To do =
Rewrite the entries from the line containing "Can you find the wooden" down to the line containing "point(595, 391)", swapping "wooden stake" for "timber post" and leaving everything else as it is.

[START Given information]

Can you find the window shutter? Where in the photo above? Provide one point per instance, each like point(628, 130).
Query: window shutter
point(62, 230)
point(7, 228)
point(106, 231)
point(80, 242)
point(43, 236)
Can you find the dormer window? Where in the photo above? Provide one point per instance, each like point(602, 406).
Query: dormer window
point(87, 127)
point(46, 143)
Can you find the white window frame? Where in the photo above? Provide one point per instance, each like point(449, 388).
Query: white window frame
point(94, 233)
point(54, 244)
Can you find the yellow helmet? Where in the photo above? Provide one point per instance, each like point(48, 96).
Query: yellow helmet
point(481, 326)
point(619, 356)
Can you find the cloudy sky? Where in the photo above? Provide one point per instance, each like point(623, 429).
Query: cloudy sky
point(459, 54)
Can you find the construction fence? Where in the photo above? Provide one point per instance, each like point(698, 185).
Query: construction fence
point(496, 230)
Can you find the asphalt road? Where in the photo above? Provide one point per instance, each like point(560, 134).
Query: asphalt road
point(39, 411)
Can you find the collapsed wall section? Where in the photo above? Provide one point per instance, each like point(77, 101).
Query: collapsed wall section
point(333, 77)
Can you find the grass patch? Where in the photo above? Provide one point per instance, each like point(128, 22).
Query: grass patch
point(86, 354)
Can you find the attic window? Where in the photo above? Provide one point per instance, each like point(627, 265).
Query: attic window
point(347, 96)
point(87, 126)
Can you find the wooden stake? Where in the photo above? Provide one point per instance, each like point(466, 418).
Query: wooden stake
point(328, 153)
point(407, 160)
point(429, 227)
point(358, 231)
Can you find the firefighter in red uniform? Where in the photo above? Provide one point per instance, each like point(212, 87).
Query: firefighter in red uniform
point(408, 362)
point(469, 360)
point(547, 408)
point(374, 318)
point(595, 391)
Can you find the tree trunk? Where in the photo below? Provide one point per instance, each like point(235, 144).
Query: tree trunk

[END Given information]

Complete output =
Can you find the timber post? Where in the photo above? Provide one point per instance, each like point(466, 418).
Query: timber post
point(328, 153)
point(407, 160)
point(429, 227)
point(358, 231)
Can you find the firefighter in red uniform? Where in the photo above? Provide one point per instance, each like point(212, 87).
Query: firefighter in red uniform
point(408, 362)
point(469, 360)
point(547, 408)
point(374, 318)
point(595, 391)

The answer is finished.